• **Ejercicio a resolver**
Según el texto sobre La Primavera de Boticelli, ¿qué recita el mesonero en honor del escritor y su familia?

• **Texto de estudio**
Boticelli. La Primavera
El escritor describe la escena con delectación y parsimonia. De manera impecable va recreando una atmósfera que nos atrapa. Participó en ella años atrás en un celebrado restaurante y no la ha podido olvidar pues ese día asistió nada menos y nada más que a la reaparición imprevista del Renacimiento. Nos imaginamos estar allí y percibimos contrastes que el autor no comenta ni dice haber captado. El se limita a referirnos lo que ve, lo que oye y lo que come, pero nosotros vamos formando un cuadro de imágenes aparentemente opuestas. Todas atractivas y apetecibles. El inicio presagia sorpresas. Como se sabe, una sorpresa casi siempre sigue a otra. La primera la aporta el mesonero al recitar con entusiasmo, en honor del escritor y su familia, varias estancias de la Divina Comedia, tantas, que estuvo a punto de perderse el inopinado encanto dantesco del insólito servicio.

• **Datos extraídos**
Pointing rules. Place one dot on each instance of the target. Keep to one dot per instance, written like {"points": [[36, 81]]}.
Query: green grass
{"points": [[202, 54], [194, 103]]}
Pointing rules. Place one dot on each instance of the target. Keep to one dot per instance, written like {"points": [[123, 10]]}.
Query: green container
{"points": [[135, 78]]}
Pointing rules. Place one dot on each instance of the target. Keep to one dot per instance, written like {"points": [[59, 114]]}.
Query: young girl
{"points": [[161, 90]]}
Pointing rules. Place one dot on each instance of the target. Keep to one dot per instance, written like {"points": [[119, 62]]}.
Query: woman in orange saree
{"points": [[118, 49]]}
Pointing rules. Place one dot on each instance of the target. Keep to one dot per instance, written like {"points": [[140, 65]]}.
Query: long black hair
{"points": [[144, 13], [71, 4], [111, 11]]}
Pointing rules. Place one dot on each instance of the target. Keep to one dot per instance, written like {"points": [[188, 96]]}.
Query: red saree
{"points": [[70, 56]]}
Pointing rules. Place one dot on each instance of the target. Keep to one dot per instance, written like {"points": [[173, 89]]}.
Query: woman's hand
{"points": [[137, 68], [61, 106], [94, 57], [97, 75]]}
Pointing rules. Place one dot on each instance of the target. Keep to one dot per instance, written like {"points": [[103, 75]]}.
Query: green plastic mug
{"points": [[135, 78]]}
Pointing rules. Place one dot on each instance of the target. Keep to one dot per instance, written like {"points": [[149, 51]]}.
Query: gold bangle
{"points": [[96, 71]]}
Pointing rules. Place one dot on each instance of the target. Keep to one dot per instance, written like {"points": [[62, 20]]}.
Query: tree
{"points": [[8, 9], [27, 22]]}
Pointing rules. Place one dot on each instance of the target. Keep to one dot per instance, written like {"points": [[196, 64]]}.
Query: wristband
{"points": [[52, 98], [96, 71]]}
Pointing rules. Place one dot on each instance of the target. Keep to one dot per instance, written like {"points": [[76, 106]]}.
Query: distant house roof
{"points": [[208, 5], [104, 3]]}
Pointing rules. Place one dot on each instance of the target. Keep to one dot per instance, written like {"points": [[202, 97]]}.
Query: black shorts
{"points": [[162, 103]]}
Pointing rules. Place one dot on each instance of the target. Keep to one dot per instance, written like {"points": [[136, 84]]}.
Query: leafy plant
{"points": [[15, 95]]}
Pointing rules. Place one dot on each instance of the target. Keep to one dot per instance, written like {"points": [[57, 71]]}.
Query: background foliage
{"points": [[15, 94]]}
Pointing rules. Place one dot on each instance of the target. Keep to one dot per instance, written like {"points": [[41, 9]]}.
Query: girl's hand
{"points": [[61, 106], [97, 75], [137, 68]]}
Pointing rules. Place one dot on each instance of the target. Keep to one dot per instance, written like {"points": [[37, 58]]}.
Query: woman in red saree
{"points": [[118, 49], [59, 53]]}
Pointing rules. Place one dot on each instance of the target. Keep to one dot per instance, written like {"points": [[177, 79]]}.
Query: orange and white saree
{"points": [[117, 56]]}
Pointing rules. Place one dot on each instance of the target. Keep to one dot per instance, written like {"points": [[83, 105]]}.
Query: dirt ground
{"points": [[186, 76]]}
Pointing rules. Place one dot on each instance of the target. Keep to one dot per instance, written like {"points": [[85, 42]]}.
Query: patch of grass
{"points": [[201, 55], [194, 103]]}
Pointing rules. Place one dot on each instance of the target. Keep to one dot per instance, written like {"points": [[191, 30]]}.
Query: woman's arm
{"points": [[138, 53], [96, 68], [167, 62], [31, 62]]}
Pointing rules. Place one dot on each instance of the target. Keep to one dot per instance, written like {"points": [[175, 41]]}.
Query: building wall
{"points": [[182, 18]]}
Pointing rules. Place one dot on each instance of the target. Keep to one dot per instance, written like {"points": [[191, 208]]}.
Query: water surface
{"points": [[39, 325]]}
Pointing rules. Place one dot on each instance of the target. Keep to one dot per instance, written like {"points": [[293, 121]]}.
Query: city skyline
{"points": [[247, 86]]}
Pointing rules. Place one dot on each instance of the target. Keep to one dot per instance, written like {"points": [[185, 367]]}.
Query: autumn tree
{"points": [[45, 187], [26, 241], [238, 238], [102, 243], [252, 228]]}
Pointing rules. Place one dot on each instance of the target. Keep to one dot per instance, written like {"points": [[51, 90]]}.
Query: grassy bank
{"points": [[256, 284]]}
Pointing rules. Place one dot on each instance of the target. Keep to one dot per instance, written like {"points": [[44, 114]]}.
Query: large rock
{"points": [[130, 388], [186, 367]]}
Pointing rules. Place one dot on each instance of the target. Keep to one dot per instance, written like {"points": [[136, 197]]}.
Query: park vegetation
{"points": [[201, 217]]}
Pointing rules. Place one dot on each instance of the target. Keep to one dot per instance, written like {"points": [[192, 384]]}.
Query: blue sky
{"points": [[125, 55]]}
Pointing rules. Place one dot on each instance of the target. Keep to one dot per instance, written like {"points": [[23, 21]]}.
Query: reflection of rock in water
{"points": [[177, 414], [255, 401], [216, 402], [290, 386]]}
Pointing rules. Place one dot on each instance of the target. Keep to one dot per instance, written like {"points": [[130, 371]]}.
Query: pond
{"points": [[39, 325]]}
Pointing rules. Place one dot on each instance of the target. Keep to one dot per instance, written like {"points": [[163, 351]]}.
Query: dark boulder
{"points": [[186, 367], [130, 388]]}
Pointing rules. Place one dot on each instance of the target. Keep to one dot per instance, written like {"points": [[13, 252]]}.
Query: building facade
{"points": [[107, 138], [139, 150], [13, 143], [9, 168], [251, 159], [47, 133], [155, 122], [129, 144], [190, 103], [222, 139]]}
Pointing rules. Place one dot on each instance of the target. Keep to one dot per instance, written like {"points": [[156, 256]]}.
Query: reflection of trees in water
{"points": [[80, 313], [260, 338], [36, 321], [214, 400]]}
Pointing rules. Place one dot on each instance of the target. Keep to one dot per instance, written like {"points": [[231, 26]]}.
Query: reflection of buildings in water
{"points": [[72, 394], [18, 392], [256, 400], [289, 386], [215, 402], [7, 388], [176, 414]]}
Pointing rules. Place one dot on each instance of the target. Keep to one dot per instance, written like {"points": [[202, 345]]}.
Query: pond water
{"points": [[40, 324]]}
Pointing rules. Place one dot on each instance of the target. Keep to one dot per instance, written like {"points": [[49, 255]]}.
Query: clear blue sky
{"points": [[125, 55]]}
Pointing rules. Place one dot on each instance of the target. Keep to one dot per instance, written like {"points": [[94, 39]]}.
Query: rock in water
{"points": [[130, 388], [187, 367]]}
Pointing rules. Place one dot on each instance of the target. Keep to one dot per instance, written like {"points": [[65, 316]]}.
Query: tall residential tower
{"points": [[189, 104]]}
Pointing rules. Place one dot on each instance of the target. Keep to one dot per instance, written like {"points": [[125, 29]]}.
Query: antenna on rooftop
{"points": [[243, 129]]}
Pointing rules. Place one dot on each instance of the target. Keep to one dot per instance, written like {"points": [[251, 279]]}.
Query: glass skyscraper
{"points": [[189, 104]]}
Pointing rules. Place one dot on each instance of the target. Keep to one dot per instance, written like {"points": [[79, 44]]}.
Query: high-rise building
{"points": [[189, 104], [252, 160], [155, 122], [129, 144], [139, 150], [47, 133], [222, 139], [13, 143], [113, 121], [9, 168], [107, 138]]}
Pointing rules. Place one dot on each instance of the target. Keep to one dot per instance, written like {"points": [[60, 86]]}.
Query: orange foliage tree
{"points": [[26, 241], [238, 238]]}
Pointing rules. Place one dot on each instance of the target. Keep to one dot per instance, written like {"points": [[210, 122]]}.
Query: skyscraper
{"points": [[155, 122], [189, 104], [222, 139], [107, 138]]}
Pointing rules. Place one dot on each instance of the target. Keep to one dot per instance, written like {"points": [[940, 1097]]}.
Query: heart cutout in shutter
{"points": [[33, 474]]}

• **Respuesta al ejercicio**
Varias estancias de la Divina Comedia.